=== Begin Enclosure ===

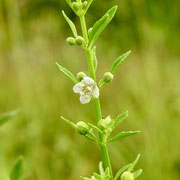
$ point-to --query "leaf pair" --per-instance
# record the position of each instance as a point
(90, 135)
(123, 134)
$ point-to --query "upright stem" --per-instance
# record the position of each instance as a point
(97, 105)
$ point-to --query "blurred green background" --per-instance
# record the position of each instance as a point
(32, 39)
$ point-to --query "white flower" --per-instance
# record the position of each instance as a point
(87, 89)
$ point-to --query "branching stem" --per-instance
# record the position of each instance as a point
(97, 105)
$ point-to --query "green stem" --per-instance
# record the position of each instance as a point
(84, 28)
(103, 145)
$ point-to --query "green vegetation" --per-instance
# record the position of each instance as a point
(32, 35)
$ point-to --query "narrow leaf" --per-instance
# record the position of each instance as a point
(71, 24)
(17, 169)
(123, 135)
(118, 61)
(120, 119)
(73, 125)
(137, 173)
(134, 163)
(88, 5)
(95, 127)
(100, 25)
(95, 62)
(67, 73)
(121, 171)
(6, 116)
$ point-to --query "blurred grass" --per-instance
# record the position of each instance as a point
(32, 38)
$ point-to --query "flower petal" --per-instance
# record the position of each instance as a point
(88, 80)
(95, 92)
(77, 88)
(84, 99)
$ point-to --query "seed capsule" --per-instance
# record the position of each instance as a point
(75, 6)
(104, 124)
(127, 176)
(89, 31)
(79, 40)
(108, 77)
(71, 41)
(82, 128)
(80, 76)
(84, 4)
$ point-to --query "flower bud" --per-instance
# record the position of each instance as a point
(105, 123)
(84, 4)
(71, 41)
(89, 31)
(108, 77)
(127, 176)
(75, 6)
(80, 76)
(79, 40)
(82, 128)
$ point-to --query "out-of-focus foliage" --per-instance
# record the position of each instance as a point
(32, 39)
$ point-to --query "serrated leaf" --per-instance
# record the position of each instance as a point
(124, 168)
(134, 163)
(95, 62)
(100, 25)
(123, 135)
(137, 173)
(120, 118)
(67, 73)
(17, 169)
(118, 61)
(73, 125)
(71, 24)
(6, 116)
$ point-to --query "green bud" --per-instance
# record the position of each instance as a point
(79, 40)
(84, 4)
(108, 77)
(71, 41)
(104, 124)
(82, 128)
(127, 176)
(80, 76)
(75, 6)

=== End Enclosure ===

▸ **Exercise instructions**:
Would you retype the entries above in full, exactly as written, minus the pictures?

▸ **Written answer**:
$ point-to --query "leaf pair" --per-instance
# record the position of each instance as a point
(90, 135)
(123, 134)
$ point-to --query "upright stem" --per-instance
# record the position of each instance as a point
(97, 105)
$ point-to --query "blurred green background" --per-instance
# record the position of each instance as a point
(32, 39)
$ point-to --query "white flower" --per-instance
# record the position of each instance as a point
(87, 89)
$ point-to --query "branching stem" --per-instance
# record the position of each instance as a point
(97, 105)
$ point-to --query "green stem" --per-instance
# record the position of each instance as a point
(84, 28)
(103, 145)
$ point-to --query "green vegetation" --per-instance
# record the position of each instance as a point
(32, 35)
$ point-to --query "narrow leaf" --per-instance
# record the position of each instance as a point
(71, 24)
(17, 169)
(123, 135)
(118, 61)
(120, 119)
(73, 125)
(137, 173)
(134, 163)
(88, 5)
(95, 127)
(100, 25)
(95, 62)
(67, 73)
(121, 171)
(6, 116)
$ point-to --query "blurred grass" --per-instance
# record the position of each instance as a point
(32, 38)
$ point-to --query "flower petal" --per-instance
# record the position of each instance as a point
(88, 80)
(95, 92)
(77, 88)
(84, 99)
$ point-to --query "seed capsule" --per-instance
# record the position of each instance as a point
(75, 6)
(104, 124)
(127, 176)
(89, 31)
(79, 40)
(108, 77)
(71, 41)
(82, 128)
(80, 76)
(84, 4)
$ point-to --query "flower bud" --per-instance
# record the position of each instance as a point
(105, 123)
(84, 4)
(71, 41)
(89, 31)
(108, 77)
(127, 176)
(75, 6)
(80, 76)
(79, 40)
(82, 128)
$ point-to --query "out-of-focus foliage" --per-instance
# record the position of each instance as a point
(32, 39)
$ point-to --query "serrated leaf" --per-instance
# record the position of each instance as a point
(124, 168)
(134, 163)
(95, 62)
(100, 25)
(123, 135)
(137, 173)
(120, 118)
(67, 73)
(17, 169)
(118, 61)
(73, 125)
(71, 24)
(6, 116)
$ point-to --query "green bud" --per-instance
# record the position of each instance as a point
(79, 40)
(84, 4)
(108, 77)
(71, 41)
(104, 124)
(82, 128)
(127, 176)
(80, 76)
(75, 6)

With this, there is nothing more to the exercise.